── Exercise materials
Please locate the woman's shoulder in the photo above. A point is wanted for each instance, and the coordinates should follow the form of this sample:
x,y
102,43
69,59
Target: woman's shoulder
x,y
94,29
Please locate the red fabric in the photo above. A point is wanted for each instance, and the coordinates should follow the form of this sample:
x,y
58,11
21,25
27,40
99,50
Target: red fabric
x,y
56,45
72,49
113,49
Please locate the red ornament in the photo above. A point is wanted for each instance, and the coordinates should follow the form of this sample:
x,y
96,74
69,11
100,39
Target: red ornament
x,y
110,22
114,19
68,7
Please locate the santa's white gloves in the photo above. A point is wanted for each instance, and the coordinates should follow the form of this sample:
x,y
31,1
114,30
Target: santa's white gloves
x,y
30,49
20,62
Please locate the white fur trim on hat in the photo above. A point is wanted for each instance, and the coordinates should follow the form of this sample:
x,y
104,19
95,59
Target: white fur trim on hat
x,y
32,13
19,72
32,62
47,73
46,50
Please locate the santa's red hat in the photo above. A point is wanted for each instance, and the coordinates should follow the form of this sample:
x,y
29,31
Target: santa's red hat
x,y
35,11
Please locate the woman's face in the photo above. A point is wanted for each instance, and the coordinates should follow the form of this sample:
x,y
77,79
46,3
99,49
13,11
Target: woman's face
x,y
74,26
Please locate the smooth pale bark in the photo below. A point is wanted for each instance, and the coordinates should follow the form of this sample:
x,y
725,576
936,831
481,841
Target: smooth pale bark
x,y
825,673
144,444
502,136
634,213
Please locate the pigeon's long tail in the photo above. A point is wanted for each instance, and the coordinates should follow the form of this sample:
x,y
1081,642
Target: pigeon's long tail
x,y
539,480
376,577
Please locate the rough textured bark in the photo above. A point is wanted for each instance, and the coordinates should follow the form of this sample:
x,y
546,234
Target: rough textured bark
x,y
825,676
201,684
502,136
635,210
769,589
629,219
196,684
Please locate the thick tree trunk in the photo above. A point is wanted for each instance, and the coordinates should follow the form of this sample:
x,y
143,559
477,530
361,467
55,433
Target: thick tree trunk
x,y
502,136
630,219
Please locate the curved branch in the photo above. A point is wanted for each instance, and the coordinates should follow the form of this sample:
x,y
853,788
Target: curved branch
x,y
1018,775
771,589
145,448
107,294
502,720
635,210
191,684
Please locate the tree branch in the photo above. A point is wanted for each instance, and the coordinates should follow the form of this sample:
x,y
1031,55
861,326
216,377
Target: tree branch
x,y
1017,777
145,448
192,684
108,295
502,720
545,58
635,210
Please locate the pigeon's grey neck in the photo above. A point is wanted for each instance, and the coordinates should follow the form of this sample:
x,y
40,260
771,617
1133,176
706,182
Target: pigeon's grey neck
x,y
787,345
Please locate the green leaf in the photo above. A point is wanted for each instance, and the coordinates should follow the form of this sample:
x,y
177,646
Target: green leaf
────
- Directions for this task:
Replace "curved branch" with "bent branch" in everything from the line containing "Please locate the thick" down to the final line, and rewrite only those lines with nothing else changed.

- Task output:
Please locate the thick tree trunk in the photo above. A point is wanted for each instance, and the coordinates should follow the form of this sample:
x,y
143,559
477,530
361,467
55,433
Target: thick tree trunk
x,y
502,136
630,219
Please locate the bent branch in the photo above. A point is wanted for each instance, and the coordinates should follow the form of this sample:
x,y
853,788
Target: bent branch
x,y
1018,775
771,589
145,448
107,294
502,720
635,210
191,684
Please locate the tree branch in the photo above. A point is wanted for each instance, and the coordinates should follow the form of this sample:
x,y
1031,55
861,326
216,377
Target: tree branch
x,y
1017,777
145,448
192,684
108,295
502,720
545,58
635,210
Please locate the pigeon's grey neck in the photo above. A point is wanted for each instance, and the coordinates should follow the form of this sample:
x,y
40,260
771,617
1133,176
706,182
Target: pigeon's grey neck
x,y
787,345
Please locate the green leaf in the photo above. A point is wanted for each instance, and the coordinates should follow the form of this sample:
x,y
177,646
Target: green leaf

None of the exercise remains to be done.